* [Data shown]:
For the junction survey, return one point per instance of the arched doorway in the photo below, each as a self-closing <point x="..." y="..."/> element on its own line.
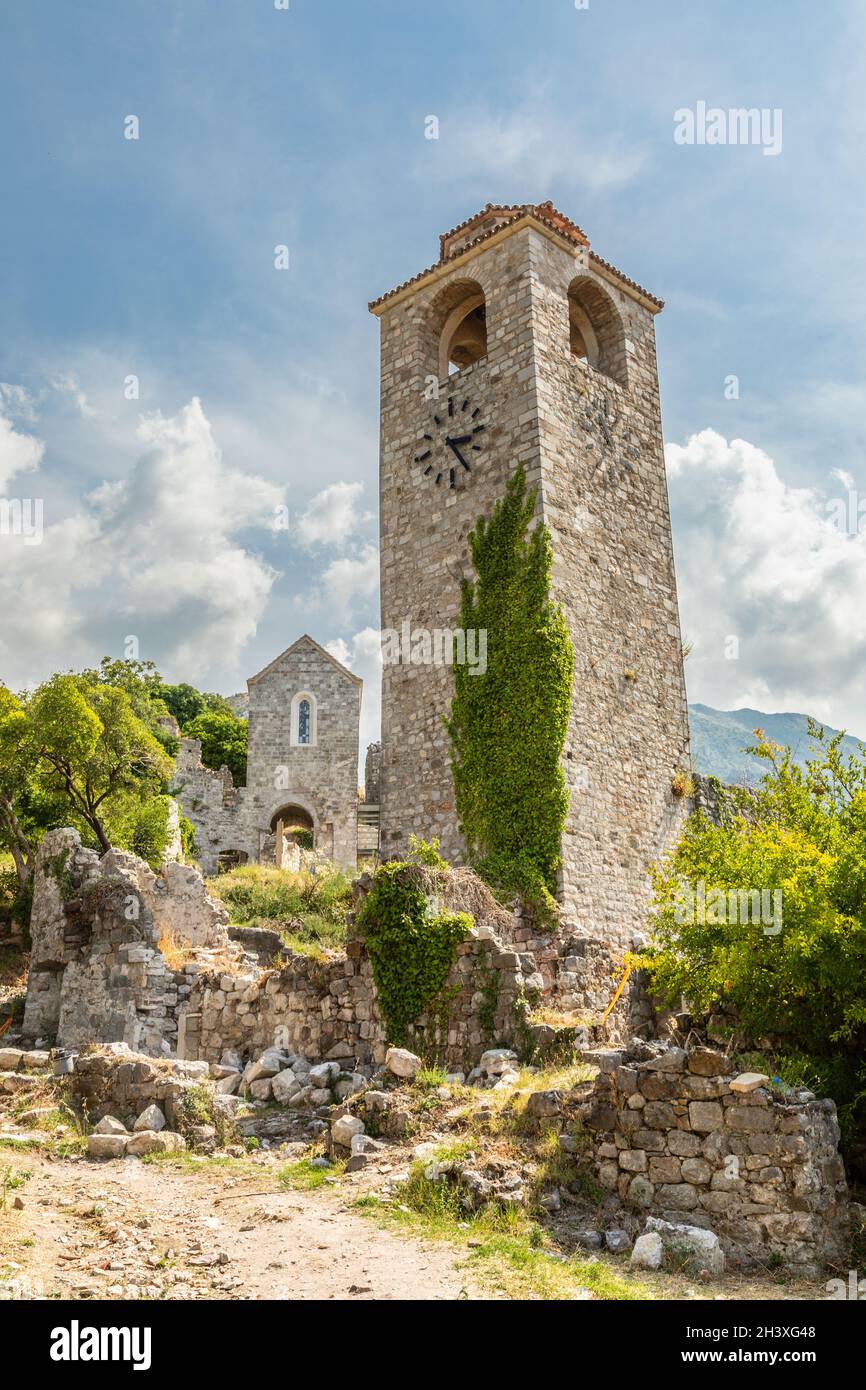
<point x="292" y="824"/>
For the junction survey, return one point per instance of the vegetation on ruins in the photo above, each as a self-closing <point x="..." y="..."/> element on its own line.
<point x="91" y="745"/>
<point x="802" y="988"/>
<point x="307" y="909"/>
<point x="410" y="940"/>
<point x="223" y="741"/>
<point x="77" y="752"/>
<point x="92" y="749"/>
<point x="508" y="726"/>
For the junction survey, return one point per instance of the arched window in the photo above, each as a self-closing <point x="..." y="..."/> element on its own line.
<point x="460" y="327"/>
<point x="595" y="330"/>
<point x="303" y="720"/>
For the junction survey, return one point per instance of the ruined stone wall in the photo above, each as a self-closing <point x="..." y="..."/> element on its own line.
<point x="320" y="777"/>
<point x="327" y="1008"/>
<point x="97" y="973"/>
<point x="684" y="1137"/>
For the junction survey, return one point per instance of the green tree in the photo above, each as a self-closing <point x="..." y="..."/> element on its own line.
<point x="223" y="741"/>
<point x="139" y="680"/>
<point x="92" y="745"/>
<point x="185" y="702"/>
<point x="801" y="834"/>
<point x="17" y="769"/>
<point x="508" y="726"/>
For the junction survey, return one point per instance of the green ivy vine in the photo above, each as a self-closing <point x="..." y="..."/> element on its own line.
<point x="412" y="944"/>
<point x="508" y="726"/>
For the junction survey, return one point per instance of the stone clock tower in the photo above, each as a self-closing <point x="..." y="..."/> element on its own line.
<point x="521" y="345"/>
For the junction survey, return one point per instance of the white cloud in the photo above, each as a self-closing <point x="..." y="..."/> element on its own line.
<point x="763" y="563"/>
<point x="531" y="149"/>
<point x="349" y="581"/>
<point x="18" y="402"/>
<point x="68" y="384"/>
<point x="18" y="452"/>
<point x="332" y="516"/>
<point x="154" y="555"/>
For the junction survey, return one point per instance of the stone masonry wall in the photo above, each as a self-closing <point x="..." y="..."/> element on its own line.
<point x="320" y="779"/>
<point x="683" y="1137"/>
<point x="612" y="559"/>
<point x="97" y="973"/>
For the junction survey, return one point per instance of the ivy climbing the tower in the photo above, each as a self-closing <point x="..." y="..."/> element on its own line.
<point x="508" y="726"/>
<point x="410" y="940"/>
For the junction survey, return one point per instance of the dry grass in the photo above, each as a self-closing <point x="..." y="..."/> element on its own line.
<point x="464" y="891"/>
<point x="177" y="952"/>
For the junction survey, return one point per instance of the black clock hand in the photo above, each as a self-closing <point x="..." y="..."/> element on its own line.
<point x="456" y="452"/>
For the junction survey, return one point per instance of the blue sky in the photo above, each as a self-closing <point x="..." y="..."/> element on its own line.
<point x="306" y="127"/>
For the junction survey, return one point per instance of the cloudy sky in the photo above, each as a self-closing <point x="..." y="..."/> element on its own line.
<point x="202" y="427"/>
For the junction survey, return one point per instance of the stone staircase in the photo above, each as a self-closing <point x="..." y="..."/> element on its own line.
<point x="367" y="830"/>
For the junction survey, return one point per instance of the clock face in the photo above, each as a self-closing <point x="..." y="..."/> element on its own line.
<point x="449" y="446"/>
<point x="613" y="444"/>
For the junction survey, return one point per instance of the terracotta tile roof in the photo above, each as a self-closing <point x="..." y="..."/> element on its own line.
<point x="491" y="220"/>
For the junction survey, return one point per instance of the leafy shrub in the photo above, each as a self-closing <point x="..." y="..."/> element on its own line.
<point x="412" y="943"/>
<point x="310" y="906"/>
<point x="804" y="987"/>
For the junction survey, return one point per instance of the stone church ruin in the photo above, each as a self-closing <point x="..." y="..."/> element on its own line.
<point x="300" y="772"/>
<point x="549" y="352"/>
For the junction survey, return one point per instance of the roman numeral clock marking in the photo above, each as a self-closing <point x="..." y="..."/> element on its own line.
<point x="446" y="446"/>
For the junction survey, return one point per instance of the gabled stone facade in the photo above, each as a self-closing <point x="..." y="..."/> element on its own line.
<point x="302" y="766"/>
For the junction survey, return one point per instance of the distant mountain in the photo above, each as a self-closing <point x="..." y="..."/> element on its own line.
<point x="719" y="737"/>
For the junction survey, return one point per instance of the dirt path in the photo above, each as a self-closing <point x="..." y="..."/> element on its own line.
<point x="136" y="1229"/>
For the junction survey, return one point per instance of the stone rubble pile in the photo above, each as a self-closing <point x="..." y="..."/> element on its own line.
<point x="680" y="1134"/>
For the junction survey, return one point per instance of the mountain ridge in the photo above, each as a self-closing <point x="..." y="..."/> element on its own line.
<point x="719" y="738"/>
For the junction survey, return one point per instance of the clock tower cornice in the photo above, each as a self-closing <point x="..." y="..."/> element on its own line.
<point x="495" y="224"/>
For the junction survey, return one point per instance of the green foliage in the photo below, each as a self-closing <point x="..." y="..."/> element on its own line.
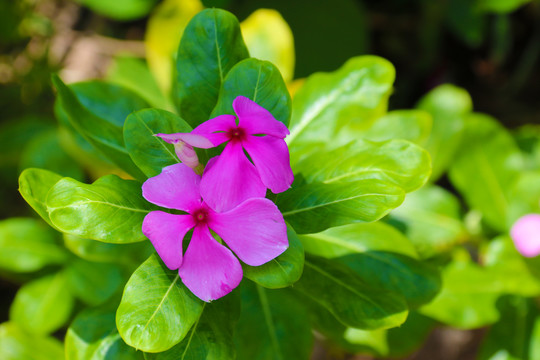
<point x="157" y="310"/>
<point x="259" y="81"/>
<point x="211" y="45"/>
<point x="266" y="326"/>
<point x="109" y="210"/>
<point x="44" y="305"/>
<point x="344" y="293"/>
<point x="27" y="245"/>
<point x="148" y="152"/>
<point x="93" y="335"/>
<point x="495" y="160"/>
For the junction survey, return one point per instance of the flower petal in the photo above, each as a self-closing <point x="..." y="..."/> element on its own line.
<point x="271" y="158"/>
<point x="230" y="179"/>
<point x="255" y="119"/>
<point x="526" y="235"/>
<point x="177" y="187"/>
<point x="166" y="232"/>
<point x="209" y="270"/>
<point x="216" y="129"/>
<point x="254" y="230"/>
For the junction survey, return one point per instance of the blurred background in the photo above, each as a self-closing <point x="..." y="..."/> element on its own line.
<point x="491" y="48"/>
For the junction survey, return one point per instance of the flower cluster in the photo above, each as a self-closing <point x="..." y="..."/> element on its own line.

* [What needs to be done]: Repeat the data exactly, without the pictures.

* [Completed exercise]:
For the junction survey, return one point per instance of the arched doorway in the photo below, each as a self-closing <point x="..." y="..."/> element on its own line.
<point x="292" y="824"/>
For the junction survey, return one point per instance of the vegetation on ruins in the photo above, each as a self-closing <point x="..." y="..."/> element on its own line.
<point x="91" y="745"/>
<point x="802" y="988"/>
<point x="307" y="909"/>
<point x="410" y="940"/>
<point x="223" y="741"/>
<point x="77" y="752"/>
<point x="92" y="749"/>
<point x="508" y="726"/>
For the junction survey, return one point per instance of the arched window in the photo above, each as a self-closing <point x="..." y="..."/> element on its own line.
<point x="460" y="327"/>
<point x="595" y="330"/>
<point x="303" y="720"/>
For the junction survey, return one point per instance of the ruined stone wall in the photo above, each as a self-closing <point x="..." y="..."/> element on its own line.
<point x="320" y="777"/>
<point x="327" y="1008"/>
<point x="97" y="973"/>
<point x="684" y="1137"/>
For the junction survey, return one point per instance of the green tree in the photo above, each as a self-closing <point x="..." y="..."/> element on its own line.
<point x="223" y="741"/>
<point x="139" y="680"/>
<point x="92" y="745"/>
<point x="185" y="702"/>
<point x="801" y="834"/>
<point x="17" y="769"/>
<point x="508" y="726"/>
For the junction survey, return one point per instance of the green ivy vine in the photo above, each as a self-closing <point x="..." y="..."/> element on its own line.
<point x="412" y="944"/>
<point x="508" y="726"/>
For the junction survey, return one point per instance of the stone clock tower in the photo above, each as a self-closing <point x="..." y="..."/> element on its own line.
<point x="521" y="345"/>
For the junction survey, return one point per instance of the white cloud in the photo above, each as a self-closing <point x="..." y="..."/> element on its own line.
<point x="763" y="563"/>
<point x="531" y="149"/>
<point x="349" y="581"/>
<point x="18" y="402"/>
<point x="68" y="384"/>
<point x="18" y="452"/>
<point x="332" y="516"/>
<point x="154" y="555"/>
For the junction survey, return one point per instance of the stone masonry wall in the photo above, each as a self-closing <point x="..." y="..."/> element on its own line.
<point x="320" y="779"/>
<point x="683" y="1137"/>
<point x="612" y="559"/>
<point x="97" y="973"/>
For the junction survey, return one point per instance of the ivy climbing the tower in the photo above, each as a self-closing <point x="..." y="..."/> element on its own line.
<point x="508" y="726"/>
<point x="410" y="940"/>
For the junction survey, return one point per instance of the dry grass in the photo above, each as a self-closing <point x="..." y="..."/> element on its own line.
<point x="464" y="891"/>
<point x="177" y="952"/>
For the junction survey, return one point per instance of the black clock hand in the photo above, each as a self-closing <point x="..." y="..."/> element on its own line.
<point x="456" y="452"/>
For the junction survey, return one point per instance of the blue sky in the photo above, each as a self-closing <point x="..." y="..."/> element on its own line.
<point x="306" y="127"/>
For the junction survey, return one point per instance of the cloudy sky in the photo above, each as a self-closing <point x="..." y="..."/> element on its own line.
<point x="202" y="427"/>
For the junction survey, return one point per instance of the stone staircase in the photo above, each as a self-closing <point x="..." y="..."/> element on its own line.
<point x="367" y="830"/>
For the junction survey, return one point per instance of the clock face in the photo above, each as a self-closing <point x="..." y="..."/> element on its own line.
<point x="449" y="446"/>
<point x="613" y="444"/>
For the junction survey, return one point per instance of the terracotta tile roof in the photo above, each as a self-closing <point x="..." y="..."/> element on its own line.
<point x="491" y="220"/>
For the junction survey, return one point per instance of the leafy shrub in the photo above, each as a self-closing <point x="..." y="..."/> element on its own line.
<point x="412" y="943"/>
<point x="310" y="906"/>
<point x="804" y="987"/>
For the junction survey, return one point per instance of the stone church ruin in the photo above, each as a self-closing <point x="..." y="..."/> element on its own line.
<point x="300" y="772"/>
<point x="549" y="352"/>
For the junction survey, return one point per instance of the roman numeral clock marking in the photo above, each as a self-closing <point x="..." y="..."/> element on its own line.
<point x="446" y="446"/>
For the junction survey, return one point per instance of the gabled stone facade in the photo above, each as a self-closing <point x="..." y="..."/> element on its own line.
<point x="302" y="766"/>
For the junction survey, return one point per instance of the distant mountain in the photo above, each as a self-closing <point x="..." y="..."/> element on its own line.
<point x="719" y="737"/>
For the junction survey, return one point per instance of the dirt path in the photo above, each as a self-closing <point x="..." y="..."/> element on its own line.
<point x="136" y="1229"/>
For the junction survey, return one point per instance of the stone rubble pile in the photo above, each as a self-closing <point x="..." y="..."/> element on its own line.
<point x="680" y="1134"/>
For the junction survey, return one point per instance of the mountain ridge in the photo above, each as a self-closing <point x="..." y="..."/> element on its own line.
<point x="719" y="738"/>
For the junction survey, return one point per instance of the clock tower cornice in the photo above, each as a self-closing <point x="..." y="..."/> element on its own line.
<point x="495" y="224"/>
For the junction survey, return one point per instance of the green foliage in the photo below, each as a self-closing <point x="..." y="..."/> element on its own line.
<point x="157" y="310"/>
<point x="259" y="81"/>
<point x="211" y="45"/>
<point x="266" y="326"/>
<point x="109" y="210"/>
<point x="44" y="305"/>
<point x="344" y="293"/>
<point x="27" y="245"/>
<point x="148" y="152"/>
<point x="93" y="335"/>
<point x="495" y="160"/>
For the junction survey, return one point per instance of the flower petal in the photo above, each as a self-closing <point x="..." y="..."/> element on its own line.
<point x="271" y="158"/>
<point x="230" y="179"/>
<point x="255" y="119"/>
<point x="526" y="235"/>
<point x="177" y="187"/>
<point x="166" y="232"/>
<point x="209" y="270"/>
<point x="216" y="129"/>
<point x="254" y="230"/>
For the junction survey, return one point per instance of the blurred background in the photo above, each as a self-closing <point x="..." y="..."/> element on its own line.
<point x="491" y="48"/>
For the junction survey, return one point per instance of the flower cluster in the photo above, each as a self-closing <point x="..." y="..."/> element on its own line.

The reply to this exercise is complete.